* _Prompt_
After finding the line that contains "Where can the fingers" in the material below, print that line and all subsequent lines exactly, up to and including the last.

* _Extracted material_
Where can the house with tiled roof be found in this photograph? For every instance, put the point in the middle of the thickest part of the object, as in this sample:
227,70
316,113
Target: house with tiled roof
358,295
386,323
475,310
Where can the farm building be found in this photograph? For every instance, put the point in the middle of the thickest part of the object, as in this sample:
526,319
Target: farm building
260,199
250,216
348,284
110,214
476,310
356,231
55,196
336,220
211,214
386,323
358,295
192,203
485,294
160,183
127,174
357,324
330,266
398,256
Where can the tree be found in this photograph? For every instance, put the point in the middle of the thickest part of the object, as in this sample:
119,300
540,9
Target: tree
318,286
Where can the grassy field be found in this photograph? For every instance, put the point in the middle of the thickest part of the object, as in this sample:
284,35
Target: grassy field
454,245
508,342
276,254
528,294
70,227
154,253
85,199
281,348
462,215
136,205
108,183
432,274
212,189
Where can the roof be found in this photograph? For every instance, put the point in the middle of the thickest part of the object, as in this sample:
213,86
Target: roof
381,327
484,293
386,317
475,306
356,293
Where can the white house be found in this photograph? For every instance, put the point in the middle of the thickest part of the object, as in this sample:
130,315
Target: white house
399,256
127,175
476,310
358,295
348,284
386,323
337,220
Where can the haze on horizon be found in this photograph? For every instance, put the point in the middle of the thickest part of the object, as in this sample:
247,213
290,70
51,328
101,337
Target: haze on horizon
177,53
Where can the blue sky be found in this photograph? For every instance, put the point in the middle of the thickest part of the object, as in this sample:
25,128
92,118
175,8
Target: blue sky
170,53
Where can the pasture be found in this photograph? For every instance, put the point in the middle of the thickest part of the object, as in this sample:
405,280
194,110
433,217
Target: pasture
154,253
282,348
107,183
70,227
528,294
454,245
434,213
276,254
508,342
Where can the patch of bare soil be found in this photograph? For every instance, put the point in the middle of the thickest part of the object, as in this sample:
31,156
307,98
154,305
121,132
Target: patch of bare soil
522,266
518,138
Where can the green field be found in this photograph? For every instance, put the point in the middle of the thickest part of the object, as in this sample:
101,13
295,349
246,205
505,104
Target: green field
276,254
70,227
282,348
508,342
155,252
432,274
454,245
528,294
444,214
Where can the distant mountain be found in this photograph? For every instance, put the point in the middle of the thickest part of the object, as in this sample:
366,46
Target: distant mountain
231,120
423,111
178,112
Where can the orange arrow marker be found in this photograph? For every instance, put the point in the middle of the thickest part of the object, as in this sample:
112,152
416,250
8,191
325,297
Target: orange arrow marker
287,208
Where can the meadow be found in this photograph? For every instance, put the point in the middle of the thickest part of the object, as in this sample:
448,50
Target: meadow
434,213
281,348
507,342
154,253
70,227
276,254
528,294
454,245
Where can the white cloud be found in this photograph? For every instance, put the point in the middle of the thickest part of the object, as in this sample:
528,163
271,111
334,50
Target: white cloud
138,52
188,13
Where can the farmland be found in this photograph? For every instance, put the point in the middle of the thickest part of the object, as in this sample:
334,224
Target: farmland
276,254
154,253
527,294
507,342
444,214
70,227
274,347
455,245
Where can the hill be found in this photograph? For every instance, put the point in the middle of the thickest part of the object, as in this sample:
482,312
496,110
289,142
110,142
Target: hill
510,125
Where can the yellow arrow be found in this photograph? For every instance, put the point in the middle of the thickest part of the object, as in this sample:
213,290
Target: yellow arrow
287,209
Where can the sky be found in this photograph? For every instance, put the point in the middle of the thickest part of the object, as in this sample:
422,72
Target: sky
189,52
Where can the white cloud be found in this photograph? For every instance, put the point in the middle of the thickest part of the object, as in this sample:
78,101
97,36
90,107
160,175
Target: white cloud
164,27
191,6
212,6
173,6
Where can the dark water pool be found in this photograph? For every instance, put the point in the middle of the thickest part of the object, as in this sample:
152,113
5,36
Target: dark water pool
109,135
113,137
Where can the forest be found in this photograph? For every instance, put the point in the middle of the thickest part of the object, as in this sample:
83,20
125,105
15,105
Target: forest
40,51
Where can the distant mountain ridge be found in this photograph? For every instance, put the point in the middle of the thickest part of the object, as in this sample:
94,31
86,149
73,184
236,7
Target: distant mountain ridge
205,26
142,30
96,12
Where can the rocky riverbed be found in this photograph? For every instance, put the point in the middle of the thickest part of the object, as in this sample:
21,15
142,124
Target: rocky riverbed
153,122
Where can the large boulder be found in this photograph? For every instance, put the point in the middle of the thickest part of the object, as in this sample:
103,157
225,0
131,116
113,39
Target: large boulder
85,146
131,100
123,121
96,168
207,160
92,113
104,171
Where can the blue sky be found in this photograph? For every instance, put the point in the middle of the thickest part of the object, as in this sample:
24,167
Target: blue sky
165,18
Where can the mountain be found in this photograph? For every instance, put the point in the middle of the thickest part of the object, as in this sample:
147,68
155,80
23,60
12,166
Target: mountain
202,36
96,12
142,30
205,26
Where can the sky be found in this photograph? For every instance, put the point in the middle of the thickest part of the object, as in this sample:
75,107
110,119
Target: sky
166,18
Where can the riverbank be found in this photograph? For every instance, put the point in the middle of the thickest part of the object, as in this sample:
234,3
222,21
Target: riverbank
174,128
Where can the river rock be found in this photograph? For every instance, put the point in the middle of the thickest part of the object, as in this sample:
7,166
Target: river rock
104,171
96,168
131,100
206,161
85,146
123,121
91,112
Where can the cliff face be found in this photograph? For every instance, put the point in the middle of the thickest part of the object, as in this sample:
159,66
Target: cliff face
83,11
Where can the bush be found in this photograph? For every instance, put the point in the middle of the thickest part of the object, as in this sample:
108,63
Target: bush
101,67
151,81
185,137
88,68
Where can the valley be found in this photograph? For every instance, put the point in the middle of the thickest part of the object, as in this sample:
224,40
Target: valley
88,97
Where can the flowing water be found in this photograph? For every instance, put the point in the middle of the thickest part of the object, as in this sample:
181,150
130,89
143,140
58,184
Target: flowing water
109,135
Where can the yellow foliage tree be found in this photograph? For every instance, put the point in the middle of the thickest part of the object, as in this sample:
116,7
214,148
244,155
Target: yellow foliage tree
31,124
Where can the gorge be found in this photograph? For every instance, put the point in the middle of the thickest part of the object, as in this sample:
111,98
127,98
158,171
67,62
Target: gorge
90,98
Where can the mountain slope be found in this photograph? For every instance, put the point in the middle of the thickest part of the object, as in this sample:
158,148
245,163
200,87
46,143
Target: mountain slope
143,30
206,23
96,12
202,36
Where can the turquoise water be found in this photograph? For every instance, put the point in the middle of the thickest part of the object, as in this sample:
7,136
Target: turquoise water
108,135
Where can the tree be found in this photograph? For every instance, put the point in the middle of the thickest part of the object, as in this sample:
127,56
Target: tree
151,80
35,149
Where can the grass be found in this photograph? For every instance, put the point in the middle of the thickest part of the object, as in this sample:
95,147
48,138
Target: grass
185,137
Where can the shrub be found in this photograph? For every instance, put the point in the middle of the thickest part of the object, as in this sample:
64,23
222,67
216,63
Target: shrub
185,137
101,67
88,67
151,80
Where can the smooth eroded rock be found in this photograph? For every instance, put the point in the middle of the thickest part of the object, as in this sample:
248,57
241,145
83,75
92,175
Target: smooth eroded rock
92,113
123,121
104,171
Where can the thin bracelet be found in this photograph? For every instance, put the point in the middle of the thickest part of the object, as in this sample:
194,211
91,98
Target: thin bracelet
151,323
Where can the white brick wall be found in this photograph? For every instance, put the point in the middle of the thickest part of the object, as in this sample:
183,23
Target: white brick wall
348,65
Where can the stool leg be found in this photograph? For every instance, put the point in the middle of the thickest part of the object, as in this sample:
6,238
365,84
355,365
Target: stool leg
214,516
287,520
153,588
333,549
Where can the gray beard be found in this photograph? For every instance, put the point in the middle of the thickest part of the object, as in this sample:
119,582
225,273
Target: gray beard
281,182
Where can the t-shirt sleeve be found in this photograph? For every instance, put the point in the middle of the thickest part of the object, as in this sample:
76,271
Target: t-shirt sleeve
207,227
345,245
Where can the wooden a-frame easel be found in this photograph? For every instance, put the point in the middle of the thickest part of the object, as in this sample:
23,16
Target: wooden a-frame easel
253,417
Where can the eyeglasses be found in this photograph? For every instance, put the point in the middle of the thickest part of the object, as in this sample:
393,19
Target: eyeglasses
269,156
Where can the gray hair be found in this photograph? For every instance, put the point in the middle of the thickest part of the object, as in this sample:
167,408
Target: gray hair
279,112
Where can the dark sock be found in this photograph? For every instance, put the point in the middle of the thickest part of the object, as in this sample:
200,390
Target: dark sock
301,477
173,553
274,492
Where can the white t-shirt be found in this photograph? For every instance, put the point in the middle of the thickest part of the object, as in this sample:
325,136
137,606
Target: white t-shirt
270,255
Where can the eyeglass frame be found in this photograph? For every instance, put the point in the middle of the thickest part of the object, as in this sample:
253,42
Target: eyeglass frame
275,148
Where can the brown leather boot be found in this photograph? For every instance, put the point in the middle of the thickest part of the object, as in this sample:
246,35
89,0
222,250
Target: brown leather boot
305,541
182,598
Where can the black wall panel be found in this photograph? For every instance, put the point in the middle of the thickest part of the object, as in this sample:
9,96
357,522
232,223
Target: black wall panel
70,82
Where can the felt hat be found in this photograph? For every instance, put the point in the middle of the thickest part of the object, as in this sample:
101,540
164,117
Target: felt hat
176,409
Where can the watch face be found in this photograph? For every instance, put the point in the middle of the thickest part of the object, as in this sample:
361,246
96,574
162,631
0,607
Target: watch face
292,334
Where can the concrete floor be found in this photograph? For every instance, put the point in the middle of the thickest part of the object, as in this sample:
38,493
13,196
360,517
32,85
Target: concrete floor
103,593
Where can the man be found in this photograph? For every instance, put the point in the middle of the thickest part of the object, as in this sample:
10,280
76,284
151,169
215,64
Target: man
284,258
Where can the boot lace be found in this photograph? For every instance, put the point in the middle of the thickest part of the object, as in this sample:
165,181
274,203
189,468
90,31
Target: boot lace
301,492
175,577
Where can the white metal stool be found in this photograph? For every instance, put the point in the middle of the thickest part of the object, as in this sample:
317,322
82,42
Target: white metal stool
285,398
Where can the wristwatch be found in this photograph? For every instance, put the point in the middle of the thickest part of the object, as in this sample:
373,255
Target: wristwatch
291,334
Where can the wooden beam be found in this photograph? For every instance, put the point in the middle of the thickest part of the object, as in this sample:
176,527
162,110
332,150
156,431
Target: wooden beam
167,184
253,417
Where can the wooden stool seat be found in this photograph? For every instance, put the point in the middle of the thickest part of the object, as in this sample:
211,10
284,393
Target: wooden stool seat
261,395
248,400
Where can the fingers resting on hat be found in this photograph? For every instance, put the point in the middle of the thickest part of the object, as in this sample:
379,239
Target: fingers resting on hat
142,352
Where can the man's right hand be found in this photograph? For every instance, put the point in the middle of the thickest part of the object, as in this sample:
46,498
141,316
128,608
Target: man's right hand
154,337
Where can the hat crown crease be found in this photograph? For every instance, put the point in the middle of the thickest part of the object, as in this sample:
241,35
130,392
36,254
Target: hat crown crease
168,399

* _Solution_
Where can the fingers resting on hat be found in this photograph? For every instance, put the point in the middle of the thickest part of the object, as in this sample:
379,239
Target: fingers resting on hat
142,352
Where can the man's right hand be found in this photograph? For every instance, put the point in the middle of the thickest part of the object, as in this sample:
46,498
141,316
128,608
Target: man's right hand
154,337
Where can the hat crown crease be found in this photograph? For every instance, put the point in the middle of the thickest part of the object, as in this sample:
241,35
130,392
36,254
Target: hat crown crease
168,399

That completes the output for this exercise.